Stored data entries
------------------------------
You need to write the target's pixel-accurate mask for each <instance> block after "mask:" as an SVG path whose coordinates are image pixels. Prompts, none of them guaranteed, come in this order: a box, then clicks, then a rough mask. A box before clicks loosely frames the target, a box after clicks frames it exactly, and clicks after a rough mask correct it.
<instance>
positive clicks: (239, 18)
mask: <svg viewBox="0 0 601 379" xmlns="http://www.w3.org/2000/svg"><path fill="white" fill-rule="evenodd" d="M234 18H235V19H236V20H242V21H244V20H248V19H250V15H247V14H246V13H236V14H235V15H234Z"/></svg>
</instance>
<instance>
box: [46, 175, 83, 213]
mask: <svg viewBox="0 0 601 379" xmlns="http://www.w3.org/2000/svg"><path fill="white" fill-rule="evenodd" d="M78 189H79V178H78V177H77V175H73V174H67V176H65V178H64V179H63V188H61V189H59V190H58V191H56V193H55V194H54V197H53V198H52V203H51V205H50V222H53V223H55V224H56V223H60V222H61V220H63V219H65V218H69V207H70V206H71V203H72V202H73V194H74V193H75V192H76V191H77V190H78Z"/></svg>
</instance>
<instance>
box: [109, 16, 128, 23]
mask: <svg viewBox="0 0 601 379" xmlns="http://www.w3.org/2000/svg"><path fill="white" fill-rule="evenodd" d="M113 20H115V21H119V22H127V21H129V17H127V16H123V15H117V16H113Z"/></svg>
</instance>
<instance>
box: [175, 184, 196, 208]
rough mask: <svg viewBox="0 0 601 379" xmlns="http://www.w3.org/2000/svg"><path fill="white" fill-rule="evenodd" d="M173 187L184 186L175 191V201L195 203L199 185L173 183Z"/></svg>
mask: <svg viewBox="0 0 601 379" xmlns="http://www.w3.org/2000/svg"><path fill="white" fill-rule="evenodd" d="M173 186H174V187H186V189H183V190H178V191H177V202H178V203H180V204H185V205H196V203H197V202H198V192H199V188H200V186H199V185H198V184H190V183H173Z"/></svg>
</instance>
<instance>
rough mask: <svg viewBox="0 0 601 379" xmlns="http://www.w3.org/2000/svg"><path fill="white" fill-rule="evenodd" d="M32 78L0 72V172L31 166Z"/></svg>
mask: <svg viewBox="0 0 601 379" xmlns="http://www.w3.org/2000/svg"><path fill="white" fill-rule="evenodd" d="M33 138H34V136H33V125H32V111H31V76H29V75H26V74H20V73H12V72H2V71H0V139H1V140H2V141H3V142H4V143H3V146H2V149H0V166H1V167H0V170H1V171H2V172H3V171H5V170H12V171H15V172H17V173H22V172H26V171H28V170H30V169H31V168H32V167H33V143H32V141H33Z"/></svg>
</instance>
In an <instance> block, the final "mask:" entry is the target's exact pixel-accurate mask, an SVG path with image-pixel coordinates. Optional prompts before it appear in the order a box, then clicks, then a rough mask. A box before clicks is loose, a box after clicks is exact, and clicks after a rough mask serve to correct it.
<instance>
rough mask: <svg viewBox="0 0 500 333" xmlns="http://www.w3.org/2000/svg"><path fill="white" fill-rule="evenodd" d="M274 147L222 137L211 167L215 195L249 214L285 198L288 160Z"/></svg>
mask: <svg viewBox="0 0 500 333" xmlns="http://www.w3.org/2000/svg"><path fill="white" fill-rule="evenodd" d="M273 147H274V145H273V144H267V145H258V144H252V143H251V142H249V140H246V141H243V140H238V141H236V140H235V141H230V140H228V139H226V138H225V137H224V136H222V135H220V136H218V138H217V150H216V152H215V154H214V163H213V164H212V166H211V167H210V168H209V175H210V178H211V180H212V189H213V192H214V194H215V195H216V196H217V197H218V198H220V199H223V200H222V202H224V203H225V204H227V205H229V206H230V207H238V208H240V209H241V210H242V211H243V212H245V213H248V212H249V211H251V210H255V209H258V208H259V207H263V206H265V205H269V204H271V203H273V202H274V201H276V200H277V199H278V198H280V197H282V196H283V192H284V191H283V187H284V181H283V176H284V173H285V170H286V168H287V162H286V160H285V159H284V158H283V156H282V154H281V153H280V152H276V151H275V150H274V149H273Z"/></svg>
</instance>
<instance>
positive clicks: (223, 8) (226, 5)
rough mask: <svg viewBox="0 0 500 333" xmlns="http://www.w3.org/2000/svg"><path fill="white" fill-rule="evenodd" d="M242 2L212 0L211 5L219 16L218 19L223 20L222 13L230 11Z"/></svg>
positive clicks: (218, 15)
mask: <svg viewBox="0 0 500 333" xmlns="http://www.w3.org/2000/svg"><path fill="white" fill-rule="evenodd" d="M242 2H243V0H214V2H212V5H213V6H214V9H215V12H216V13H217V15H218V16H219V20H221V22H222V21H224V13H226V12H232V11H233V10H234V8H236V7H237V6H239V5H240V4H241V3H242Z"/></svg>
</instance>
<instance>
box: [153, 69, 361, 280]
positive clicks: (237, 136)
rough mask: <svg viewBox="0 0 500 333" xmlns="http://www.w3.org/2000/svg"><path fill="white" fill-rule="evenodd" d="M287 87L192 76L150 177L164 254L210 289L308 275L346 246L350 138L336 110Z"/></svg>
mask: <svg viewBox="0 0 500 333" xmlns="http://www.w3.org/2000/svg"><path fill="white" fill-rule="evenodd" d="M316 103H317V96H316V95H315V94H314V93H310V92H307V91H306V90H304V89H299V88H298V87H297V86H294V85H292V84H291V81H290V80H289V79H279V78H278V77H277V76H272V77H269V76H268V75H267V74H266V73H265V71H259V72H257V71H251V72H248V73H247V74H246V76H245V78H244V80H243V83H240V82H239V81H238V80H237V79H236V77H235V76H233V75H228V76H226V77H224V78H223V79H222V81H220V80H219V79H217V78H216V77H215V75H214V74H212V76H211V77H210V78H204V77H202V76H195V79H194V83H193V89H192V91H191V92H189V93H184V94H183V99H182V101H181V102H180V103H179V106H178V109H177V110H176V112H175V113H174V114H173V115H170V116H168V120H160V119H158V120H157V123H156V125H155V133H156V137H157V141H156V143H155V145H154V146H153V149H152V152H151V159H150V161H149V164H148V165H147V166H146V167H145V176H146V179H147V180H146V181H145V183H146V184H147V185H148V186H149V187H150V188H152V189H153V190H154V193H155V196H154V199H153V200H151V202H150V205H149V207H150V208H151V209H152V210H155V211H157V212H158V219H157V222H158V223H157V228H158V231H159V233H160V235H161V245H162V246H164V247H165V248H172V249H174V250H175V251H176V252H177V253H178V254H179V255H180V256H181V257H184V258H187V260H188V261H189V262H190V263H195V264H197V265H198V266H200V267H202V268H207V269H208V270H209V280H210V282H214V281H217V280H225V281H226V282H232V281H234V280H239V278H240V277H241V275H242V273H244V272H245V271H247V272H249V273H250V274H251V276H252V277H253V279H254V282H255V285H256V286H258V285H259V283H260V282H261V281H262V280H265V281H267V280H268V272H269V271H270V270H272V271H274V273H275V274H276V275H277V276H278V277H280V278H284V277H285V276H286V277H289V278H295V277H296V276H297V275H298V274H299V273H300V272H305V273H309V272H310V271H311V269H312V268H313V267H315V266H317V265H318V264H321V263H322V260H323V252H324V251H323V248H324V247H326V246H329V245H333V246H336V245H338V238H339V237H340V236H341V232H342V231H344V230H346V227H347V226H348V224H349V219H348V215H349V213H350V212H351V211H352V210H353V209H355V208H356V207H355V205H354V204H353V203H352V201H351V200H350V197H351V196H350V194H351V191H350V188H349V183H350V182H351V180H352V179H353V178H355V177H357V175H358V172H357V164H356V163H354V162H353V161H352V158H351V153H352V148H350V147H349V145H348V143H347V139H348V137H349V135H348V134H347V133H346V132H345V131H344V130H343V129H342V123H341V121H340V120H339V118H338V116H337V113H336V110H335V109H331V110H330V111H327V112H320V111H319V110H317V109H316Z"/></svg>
------------------------------
## What to produce:
The lines above, from the start of the records through the one containing "box: [175, 184, 196, 208]", are to be printed exactly, and nothing else is to be included.

## Result of the task:
You need to write the target's pixel-accurate mask for each <instance> block after "mask:" as an SVG path whose coordinates are image pixels. Prompts, none of them guaranteed, come in this order: a box, then clicks, then a rough mask. A box before clicks loosely frames the target, a box after clicks frames it exactly, and clicks after a rough mask correct it.
<instance>
positive clicks: (239, 18)
mask: <svg viewBox="0 0 601 379" xmlns="http://www.w3.org/2000/svg"><path fill="white" fill-rule="evenodd" d="M234 18H235V19H236V20H242V21H244V20H248V19H250V15H247V14H246V13H236V14H235V15H234Z"/></svg>
</instance>
<instance>
box: [46, 175, 83, 213]
mask: <svg viewBox="0 0 601 379" xmlns="http://www.w3.org/2000/svg"><path fill="white" fill-rule="evenodd" d="M78 189H79V178H78V177H77V175H73V174H67V176H65V178H64V179H63V188H61V189H59V190H58V191H56V193H55V194H54V197H53V198H52V203H51V205H50V222H53V223H55V224H56V223H60V222H61V220H63V219H65V218H69V207H70V206H71V203H72V202H73V194H74V193H75V192H76V191H77V190H78Z"/></svg>
</instance>
<instance>
box: [109, 16, 128, 23]
mask: <svg viewBox="0 0 601 379" xmlns="http://www.w3.org/2000/svg"><path fill="white" fill-rule="evenodd" d="M113 20H115V21H119V22H127V21H129V17H127V16H123V15H117V16H113Z"/></svg>
</instance>
<instance>
box: [175, 184, 196, 208]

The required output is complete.